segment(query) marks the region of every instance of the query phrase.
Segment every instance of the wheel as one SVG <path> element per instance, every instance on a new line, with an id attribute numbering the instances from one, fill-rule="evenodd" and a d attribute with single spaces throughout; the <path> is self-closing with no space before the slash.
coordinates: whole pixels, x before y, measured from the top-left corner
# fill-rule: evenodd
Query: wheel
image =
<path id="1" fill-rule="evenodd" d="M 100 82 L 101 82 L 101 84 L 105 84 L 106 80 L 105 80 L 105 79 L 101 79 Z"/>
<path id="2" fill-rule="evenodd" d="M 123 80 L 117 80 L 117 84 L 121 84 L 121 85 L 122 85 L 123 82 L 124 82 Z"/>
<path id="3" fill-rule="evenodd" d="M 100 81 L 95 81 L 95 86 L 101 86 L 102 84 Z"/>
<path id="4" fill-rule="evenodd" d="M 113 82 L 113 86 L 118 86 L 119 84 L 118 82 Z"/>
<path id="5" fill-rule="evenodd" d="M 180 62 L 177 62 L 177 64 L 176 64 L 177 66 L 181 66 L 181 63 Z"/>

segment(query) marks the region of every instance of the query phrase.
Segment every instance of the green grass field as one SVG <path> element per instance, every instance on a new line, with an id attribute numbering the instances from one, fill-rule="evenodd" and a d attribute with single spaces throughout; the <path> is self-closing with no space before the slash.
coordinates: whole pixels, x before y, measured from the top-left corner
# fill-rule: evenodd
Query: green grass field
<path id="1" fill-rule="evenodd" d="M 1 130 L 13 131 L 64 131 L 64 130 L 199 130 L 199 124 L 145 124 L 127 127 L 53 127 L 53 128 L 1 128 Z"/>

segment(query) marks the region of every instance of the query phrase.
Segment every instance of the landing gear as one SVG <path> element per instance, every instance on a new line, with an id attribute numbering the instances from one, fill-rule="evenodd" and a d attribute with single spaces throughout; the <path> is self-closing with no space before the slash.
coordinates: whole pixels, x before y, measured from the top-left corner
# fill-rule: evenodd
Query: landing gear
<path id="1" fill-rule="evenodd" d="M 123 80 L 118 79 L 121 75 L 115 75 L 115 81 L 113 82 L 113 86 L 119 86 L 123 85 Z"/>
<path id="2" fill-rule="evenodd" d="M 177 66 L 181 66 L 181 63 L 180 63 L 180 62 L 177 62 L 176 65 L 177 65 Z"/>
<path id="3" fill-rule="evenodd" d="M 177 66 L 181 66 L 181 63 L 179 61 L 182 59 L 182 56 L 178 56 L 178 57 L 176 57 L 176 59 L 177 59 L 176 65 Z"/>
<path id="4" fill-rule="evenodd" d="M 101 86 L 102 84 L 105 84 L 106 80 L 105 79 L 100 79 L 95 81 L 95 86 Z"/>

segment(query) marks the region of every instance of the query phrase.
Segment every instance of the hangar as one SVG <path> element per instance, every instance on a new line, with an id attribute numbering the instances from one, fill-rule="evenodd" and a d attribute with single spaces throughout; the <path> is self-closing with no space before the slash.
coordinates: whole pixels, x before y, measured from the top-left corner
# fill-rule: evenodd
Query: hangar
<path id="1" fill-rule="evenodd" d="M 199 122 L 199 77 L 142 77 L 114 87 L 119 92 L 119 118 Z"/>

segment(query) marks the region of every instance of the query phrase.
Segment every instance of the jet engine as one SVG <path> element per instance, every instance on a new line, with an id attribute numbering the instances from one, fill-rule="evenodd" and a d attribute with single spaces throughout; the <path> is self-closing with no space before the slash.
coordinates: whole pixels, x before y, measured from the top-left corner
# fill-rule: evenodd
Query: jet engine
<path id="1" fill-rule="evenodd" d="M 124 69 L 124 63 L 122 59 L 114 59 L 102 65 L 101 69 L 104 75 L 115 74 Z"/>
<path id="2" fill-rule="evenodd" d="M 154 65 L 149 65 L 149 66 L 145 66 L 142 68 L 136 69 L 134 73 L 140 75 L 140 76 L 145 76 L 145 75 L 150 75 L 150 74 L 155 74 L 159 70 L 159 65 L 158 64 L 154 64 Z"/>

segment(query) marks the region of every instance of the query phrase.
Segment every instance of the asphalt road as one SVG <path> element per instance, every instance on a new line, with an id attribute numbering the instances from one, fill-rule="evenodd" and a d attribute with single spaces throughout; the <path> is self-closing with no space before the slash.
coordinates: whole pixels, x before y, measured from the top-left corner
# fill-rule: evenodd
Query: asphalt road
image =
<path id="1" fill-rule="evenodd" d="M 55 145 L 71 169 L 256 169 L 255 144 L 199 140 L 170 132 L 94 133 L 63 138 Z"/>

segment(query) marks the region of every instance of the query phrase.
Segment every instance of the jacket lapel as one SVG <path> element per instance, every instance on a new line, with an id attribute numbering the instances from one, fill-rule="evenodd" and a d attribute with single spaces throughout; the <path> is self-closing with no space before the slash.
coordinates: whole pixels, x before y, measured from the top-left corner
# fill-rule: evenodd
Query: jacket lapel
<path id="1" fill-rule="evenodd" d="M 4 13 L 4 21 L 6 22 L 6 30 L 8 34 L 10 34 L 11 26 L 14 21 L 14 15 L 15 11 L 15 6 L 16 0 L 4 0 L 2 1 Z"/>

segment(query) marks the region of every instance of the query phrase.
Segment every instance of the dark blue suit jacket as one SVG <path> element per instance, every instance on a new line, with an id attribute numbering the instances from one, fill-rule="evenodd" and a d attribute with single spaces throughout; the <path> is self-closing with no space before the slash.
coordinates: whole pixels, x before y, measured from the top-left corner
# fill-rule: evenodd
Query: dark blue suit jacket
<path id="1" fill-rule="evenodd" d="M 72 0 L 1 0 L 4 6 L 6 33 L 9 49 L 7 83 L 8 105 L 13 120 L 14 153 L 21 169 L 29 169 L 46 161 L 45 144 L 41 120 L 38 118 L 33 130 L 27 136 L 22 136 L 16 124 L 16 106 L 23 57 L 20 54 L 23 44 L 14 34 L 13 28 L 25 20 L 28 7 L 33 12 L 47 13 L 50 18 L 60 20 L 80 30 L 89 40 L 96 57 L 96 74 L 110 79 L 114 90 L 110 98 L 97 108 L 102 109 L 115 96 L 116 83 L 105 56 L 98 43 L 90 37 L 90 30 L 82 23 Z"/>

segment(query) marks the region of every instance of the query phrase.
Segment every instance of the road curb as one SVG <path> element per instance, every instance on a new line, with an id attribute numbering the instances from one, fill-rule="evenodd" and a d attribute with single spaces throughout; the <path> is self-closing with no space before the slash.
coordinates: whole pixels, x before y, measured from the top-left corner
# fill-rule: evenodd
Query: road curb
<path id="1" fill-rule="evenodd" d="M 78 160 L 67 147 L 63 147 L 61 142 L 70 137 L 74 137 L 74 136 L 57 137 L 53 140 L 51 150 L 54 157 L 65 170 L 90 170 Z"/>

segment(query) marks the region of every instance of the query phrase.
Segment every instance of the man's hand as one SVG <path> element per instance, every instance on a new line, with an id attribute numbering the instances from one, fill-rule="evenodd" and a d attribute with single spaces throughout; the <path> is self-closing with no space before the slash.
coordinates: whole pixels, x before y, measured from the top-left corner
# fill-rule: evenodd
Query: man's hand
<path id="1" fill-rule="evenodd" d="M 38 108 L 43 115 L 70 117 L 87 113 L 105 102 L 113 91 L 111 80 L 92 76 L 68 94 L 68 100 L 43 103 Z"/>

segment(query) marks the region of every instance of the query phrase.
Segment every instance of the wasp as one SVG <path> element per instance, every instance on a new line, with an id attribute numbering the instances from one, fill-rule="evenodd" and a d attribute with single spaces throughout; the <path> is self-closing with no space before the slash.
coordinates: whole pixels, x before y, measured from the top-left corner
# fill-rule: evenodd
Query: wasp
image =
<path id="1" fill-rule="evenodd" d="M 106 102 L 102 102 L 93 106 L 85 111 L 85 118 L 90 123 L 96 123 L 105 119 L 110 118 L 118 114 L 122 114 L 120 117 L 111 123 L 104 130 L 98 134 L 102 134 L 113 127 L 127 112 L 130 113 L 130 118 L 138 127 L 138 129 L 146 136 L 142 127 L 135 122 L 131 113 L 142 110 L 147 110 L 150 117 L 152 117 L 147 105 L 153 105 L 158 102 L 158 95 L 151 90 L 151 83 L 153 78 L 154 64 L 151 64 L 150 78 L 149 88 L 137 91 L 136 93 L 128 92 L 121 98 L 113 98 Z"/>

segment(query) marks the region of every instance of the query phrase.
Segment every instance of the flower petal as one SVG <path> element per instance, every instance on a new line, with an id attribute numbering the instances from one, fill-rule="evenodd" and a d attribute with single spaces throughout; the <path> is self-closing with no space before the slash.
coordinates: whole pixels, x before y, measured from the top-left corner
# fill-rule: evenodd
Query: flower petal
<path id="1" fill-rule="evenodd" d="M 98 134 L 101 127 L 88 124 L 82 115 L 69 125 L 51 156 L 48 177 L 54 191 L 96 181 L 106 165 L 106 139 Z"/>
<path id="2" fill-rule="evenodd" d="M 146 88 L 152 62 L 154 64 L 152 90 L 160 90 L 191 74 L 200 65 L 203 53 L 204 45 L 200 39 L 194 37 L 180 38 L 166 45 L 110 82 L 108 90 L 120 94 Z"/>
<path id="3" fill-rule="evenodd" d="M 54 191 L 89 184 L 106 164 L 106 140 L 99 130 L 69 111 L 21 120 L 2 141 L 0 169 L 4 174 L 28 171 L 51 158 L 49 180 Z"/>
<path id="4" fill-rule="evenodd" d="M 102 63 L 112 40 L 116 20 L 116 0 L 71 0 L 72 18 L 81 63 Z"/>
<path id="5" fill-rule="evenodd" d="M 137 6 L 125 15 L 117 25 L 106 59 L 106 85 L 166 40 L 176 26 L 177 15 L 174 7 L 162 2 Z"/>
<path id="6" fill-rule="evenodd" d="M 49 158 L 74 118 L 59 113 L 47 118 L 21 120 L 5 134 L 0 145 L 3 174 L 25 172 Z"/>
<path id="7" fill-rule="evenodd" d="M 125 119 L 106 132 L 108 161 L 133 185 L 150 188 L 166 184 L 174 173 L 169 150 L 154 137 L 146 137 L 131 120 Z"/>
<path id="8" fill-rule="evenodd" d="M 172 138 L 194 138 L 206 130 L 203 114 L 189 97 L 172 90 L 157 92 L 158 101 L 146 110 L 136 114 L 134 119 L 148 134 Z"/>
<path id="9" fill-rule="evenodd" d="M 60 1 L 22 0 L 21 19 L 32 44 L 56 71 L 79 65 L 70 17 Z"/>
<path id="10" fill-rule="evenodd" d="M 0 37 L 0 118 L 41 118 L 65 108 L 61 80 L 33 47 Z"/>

#### Exercise goal:
Which lines in the records above contain the string "asphalt"? Give back each such line in full.

#### Finished task:
Segment every instance of the asphalt road as one SVG <path> element per instance, every instance on a new line, with an id attribute numbering the instances from one, fill-rule="evenodd" and a d attribute with single spaces throughout; the <path> is self-closing with no space before the slash.
Query: asphalt road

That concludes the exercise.